* **Given passage**:
========================================================================

Focusing on good, people-friendly development in the core of the city “will allow you more time to do what you really enjoy instead of commuting over an hour to work back and forth every day,” says Kaba adding that the pandemic has taught us the value of having local lifestyle opportunities and stronger, more socially connected neighbourhoods.
Building in the core “Just makes good dollar sense, right. When we can make better efficient use of our infrastructure as a city, that’s, that’s truly sustainable growth,” says Hassan.
As Edmonton plans for its next one million residents, it will locate 600,000 inside the city’s Anthony Henday ring road and strive for the goal of zero emissions at the same time.
Benefits of infill starting to settle in
Prior to the new city plan in 2010, Edmonton set a goal of reducing urban sprawl by setting an ambitious target of satisfying 25 per cent of growth with infill. The efforts have not been without challenges. Conflicts emerged between people loving the opportunity to build their dream home in beautiful, mature neighbourhoods and existing residents who feared what change would bring.

========================================================================

* **Required actions**:
1 > In the passage on Edmonton's growth, translate this sentence into French: "As Edmonton plans for its next one million residents, it will locate 600,000 inside the city’s Anthony Henday ring road and strive for the goal of zero emissions at the same time."
2 > Write out the passage on Edmonton's growth word for word, beginning at the words "As Edmonton plans" and stopping after the words "the same time.".

========================================================================

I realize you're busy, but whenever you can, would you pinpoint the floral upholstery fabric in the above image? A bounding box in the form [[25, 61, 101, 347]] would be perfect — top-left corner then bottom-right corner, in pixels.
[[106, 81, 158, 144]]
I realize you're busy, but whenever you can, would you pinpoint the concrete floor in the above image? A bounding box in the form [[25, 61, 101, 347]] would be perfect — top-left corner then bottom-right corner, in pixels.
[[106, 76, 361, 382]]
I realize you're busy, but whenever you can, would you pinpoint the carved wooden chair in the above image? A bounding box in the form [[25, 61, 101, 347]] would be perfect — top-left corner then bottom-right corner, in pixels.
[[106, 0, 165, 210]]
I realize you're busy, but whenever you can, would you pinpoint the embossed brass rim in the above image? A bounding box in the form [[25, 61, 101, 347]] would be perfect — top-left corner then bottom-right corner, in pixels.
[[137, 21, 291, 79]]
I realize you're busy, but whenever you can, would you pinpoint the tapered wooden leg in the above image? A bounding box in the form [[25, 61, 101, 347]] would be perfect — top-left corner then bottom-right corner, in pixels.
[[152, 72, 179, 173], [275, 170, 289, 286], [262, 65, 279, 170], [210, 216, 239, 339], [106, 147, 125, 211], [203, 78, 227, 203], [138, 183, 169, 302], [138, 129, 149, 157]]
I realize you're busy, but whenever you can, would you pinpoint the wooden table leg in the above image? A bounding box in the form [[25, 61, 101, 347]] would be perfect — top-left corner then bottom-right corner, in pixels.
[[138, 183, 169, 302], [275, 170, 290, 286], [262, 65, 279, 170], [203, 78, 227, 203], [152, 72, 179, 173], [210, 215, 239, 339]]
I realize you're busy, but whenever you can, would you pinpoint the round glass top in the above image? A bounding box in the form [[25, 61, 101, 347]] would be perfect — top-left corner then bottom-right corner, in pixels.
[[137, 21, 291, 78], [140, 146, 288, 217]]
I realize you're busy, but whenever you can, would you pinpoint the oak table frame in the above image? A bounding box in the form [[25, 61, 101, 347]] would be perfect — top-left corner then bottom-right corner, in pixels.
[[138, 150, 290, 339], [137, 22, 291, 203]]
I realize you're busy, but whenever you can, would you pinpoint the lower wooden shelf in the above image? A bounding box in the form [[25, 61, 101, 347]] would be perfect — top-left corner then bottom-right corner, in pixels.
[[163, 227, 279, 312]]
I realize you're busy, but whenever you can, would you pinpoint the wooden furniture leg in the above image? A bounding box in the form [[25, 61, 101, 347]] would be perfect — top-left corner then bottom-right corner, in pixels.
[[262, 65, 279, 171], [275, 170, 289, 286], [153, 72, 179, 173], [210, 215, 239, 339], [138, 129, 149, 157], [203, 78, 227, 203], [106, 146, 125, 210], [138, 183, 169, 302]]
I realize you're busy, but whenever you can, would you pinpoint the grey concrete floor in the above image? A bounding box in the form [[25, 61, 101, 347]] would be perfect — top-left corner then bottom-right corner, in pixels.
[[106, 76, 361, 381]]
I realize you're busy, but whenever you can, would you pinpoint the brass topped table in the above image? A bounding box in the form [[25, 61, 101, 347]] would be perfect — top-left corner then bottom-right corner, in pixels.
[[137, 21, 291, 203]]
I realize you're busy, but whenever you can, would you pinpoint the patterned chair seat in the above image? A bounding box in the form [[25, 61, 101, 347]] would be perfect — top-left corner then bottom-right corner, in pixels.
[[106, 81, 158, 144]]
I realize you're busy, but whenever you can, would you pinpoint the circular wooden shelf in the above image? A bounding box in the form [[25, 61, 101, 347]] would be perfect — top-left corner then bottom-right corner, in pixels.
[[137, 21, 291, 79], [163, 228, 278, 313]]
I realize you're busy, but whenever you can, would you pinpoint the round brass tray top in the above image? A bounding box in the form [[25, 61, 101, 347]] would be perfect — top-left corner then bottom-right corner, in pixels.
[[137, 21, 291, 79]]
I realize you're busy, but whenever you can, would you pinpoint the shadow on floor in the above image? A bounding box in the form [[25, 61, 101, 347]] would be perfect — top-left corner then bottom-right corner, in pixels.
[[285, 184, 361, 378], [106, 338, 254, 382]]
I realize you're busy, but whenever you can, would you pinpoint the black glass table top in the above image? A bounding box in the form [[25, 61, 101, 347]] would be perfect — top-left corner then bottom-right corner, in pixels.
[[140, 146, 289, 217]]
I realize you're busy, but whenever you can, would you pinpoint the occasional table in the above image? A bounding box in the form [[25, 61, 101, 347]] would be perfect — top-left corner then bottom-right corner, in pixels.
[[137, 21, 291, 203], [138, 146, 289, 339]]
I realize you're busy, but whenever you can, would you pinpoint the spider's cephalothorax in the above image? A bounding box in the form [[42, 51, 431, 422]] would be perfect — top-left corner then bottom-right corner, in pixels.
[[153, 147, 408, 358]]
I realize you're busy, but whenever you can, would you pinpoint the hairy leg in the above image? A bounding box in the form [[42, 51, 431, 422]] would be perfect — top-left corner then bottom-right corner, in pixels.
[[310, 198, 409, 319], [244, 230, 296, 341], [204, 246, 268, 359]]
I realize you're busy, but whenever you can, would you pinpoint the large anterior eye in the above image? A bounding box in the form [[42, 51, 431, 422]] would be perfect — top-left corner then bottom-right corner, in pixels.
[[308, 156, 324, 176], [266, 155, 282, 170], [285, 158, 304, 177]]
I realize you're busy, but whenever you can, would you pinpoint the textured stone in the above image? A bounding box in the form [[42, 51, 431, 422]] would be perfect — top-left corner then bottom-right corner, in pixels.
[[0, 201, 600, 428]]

========================================================================

* **Per-task outputs**:
1 > Alors qu'Edmonton planifie l'arrivée de son prochain million d'habitants, la ville en installera 600 000 à l'intérieur de sa rocade Anthony Henday et visera en même temps l'objectif de zéro émission.

2 >
As Edmonton plans for its next one million residents, it will locate 600,000 inside the city’s Anthony Henday ring road and strive for the goal of zero emissions at the same time.